◆ **Deskripsi Tugas**: Menurut kutipan terpilih, apa tujuan dibentuknya Dewan Pers?

◆ **Kutipan Terpilih**:
========================================

Mahkamah mempertimbangkan bahwa tujuan dibentuknya Dewan Pers adalah untuk mengembangkan kemerdekaan pers dan meningkatkan kualitas serta kuantitas pers nasional. Tujuan tersebut dicapai antara lain dengan adanya peraturan-peraturan 

di bidang pers yang menjadi acuan dan standarisasi. Namun demikian, agar tetap 

menjaga independensi dan kemerdekaan pers maka peraturan di bidang pers 

disusun sedemikian rupa tanpa ada intervensi dari pemerintah maupun dari Dewan 

Pers itu sendiri. 


Jadi dengan pertimbangan ini, penulis menggap sah SPRI menyusun Standar Kompetensi Kerja Khusus Wartawan yang diregistrasi Kemenaker RI untuk kepentingan lisensi LSP Pers Indonesia dan sertifikasi kompetensi wartawan.

========================================

(Item dataset)
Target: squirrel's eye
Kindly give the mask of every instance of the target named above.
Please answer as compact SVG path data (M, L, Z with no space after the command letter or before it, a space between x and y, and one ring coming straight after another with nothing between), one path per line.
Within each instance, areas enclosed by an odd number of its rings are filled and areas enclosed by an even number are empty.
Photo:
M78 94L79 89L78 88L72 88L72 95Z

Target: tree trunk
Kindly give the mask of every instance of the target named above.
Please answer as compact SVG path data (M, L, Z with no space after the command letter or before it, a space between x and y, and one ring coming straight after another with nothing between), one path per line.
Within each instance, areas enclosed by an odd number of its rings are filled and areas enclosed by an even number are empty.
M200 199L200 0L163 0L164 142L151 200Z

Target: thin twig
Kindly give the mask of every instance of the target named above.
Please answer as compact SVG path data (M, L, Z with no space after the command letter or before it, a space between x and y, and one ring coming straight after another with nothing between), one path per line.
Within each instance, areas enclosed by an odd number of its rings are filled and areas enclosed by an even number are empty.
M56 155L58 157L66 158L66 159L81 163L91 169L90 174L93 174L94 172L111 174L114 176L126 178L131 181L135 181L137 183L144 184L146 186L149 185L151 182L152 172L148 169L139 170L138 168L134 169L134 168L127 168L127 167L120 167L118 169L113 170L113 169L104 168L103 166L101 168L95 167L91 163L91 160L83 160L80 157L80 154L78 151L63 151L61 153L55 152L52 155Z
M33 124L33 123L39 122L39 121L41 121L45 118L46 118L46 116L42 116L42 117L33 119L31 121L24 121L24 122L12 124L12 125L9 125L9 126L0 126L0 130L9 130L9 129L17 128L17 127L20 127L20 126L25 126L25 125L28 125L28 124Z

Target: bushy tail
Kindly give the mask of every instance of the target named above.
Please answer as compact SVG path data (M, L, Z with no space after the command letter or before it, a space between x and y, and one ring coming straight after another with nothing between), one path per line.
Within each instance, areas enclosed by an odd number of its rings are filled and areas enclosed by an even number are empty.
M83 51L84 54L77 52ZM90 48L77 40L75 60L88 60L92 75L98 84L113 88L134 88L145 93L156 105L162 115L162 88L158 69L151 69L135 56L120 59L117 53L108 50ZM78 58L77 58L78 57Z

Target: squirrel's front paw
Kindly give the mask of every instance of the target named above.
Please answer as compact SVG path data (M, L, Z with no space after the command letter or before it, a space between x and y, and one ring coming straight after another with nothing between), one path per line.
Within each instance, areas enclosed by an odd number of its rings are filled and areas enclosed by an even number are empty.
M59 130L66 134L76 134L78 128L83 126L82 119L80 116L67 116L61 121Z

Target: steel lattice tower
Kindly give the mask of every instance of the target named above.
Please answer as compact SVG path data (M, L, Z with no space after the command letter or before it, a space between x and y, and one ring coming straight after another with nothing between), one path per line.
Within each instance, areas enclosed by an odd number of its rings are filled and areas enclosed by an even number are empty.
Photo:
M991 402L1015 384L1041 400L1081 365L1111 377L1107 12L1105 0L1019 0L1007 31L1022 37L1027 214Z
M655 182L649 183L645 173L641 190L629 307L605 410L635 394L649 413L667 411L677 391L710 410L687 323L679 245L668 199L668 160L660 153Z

========================================

◆ **Jawaban Akhir**: Untuk mengembangkan kemerdekaan pers dan meningkatkan kualitas serta kuantitas pers nasional.